Quoted text:
Data Science Trends

ICML 2017 – Part One

Originally published 22/08/2017 as part of the Bulletproof Technical Blog

Machine Learning Hits Sydney

The 34th International Conference for Machine Learning was held, if you can believe it, in Sydney at the ICC in Darling Harbour from Sunday 6th August through to Friday the 11th. I knew this was on but assumed that, as is so often the case, it’d be over in California somewhere. But this time we got it and believe me there are worse places to spend a working week in winter…

Looking at the schedule, there was obviously going to be a lot of interest in the buzz phrase of the year “Deep Learning”. However it was also clear that other topics, just as important in Machine Learning, weren’t going to be left out. The week ahead promised Information Theory, Monte Carlo Methods, Bayesian Optimisation, Gaussian Processes, Reinforcement Learning, Causal Learning, Kernel Methods, Large Scale Learning etc. etc. I would need several clones to listen to all the talks that interested me and several months to digest it all.

Tutorials, Talks and Tea Breaks

The conference started on Sunday with a series of tutorials. These weren’t tutorials in the sense that you actually do anything but rather three hour talks in depth on a particular paper or series of papers (with a break in between for some fairly pedestrian coffee).

The first one I went to was called “Recent Advances in Stochastic Convex and Non-Convex Optimization” straight out of Microsoft Research at Redmond. This was an in-depth look at methods for speeding up Stochastic Gradient Descent (the training backbone of Deep Neural Networks or DNNs). Having only ever attended industry conferences I wasn’t clear what to expect of an academic one but the first few slides of the presentation gave me a pretty good idea.

I followed this auspicious start with “Robustness Meets Algorithms (and Vice-Versa)” which was interesting in that it focused on real world algorithmic stability and statistical validity issues that occur when machine learning models are deployed in the real world at scale.

Outside in the main hall the sponsors were setting up booths for the week – these included NVIDIA, Facebook, Netflix, Google Research, Uber and AWS. It was a unique opportunity to meet some of the finest minds in the industry, to have some (really out there) discussions and see some demos of the cutting edge work these companies are doing.

NVIDIA was showing off their DIGITS framework running on the latest K80 GPU (Graphics Processing Unit) graphics cards – in this case, a highly optimized DNN allows them to drive through carparks at full speed detecting every car in real time in detail (including number plates).

Google Research, Facebook, Netflix and AWS were also busy with programs for academic assistance, industry research roadmaps and generally contributing to our national brain drain with exciting job opportunities in a wide range of other countries.

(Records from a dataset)
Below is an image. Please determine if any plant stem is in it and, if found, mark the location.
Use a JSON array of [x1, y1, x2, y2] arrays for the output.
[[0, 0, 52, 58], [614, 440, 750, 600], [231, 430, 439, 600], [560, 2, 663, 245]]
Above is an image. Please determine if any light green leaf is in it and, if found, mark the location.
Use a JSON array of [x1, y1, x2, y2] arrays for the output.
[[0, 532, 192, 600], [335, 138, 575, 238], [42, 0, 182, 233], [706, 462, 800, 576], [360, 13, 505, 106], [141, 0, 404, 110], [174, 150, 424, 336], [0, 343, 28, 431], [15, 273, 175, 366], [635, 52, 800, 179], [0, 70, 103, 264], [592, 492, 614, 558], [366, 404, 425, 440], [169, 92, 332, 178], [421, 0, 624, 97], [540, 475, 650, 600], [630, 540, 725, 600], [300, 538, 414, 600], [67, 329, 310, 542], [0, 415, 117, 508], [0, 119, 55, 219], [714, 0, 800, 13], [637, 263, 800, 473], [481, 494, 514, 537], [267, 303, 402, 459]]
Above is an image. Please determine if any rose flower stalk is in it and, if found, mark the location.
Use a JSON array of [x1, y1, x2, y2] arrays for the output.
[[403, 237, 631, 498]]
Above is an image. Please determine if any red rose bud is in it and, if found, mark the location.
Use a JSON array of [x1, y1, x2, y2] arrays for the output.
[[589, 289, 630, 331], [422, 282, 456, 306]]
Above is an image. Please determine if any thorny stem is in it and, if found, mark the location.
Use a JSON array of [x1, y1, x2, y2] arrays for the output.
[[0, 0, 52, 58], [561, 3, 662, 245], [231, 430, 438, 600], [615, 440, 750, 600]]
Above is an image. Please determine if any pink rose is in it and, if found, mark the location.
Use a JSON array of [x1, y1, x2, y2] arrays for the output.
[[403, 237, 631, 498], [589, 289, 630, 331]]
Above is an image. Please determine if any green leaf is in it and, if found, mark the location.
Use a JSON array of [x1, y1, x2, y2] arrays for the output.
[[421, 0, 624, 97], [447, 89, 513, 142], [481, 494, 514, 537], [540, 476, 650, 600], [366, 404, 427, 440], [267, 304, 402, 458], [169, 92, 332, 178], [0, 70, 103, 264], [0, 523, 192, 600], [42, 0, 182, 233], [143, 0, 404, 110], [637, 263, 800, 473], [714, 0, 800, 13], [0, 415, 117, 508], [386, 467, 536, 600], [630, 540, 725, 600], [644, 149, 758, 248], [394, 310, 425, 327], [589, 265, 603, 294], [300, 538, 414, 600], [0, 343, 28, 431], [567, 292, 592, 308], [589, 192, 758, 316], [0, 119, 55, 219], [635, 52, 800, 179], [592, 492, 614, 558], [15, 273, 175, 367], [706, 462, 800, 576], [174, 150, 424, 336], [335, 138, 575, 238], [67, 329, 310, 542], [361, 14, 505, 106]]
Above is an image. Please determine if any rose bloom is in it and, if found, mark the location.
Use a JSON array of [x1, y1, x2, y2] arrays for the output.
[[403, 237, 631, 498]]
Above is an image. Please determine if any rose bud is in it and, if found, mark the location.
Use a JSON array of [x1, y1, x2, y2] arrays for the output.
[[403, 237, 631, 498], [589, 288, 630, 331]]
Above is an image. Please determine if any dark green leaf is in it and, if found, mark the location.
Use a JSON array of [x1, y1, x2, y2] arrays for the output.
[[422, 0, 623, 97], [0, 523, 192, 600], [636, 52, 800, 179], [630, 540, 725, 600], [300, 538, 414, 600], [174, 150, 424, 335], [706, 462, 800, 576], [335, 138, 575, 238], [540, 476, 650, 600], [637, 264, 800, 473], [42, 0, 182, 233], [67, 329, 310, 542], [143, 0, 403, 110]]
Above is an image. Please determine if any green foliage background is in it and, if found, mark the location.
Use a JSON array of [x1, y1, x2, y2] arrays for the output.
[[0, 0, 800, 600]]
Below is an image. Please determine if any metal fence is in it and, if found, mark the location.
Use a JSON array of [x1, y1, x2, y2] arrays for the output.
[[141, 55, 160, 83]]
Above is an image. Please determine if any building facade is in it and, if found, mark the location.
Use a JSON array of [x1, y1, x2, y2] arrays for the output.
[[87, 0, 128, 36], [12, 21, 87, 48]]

Exercise A:
Translate this sentence from the ICML 2017 blog post into Spanish: "The conference started on Sunday with a series of tutorials."
Exercise B:
Copy the records from the line containing "Above is an image. Please determine if any rose bloom" down to the end of the records, including the requests, and multiply every coordinate in the answers by 1.65, rounding to whole numbers with halves rounded up.
The text and the records have nothing to do with each other.

Written answer A:
La conferencia comenzó el domingo con una serie de tutoriales.

Written answer B:
Above is an image. Please determine if any rose bloom is in it and, if found, mark the location.
Use a JSON array of [x1, y1, x2, y2] arrays for the output.
[[665, 391, 1041, 822]]
Above is an image. Please determine if any rose bud is in it and, if found, mark the location.
Use a JSON array of [x1, y1, x2, y2] arrays for the output.
[[665, 391, 1041, 822], [972, 475, 1040, 546]]
Above is an image. Please determine if any dark green leaf is in it and, if found, mark the location.
Use a JSON array of [x1, y1, x2, y2] arrays for the output.
[[696, 0, 1028, 160], [0, 863, 317, 990], [1049, 86, 1320, 295], [1040, 891, 1196, 990], [495, 888, 683, 990], [287, 248, 700, 553], [1165, 762, 1320, 950], [553, 228, 949, 393], [891, 785, 1073, 990], [1051, 436, 1320, 780], [69, 0, 300, 384], [111, 543, 512, 894], [236, 0, 665, 182]]
Above is an image. Please determine if any green foliage background is in it and, if found, mark the location.
Use a JSON array of [x1, y1, x2, y2] arrays for the output.
[[0, 0, 1320, 990]]
Below is an image. Please determine if any metal fence is in it and, if found, mark the location.
Use a JSON array of [x1, y1, x2, y2] arrays for the output.
[[233, 91, 264, 137]]
Above is an image. Please determine if any building facade is in it and, if found, mark the location.
Use a JSON array of [x1, y1, x2, y2] arrays for the output.
[[144, 0, 211, 59], [20, 35, 144, 79]]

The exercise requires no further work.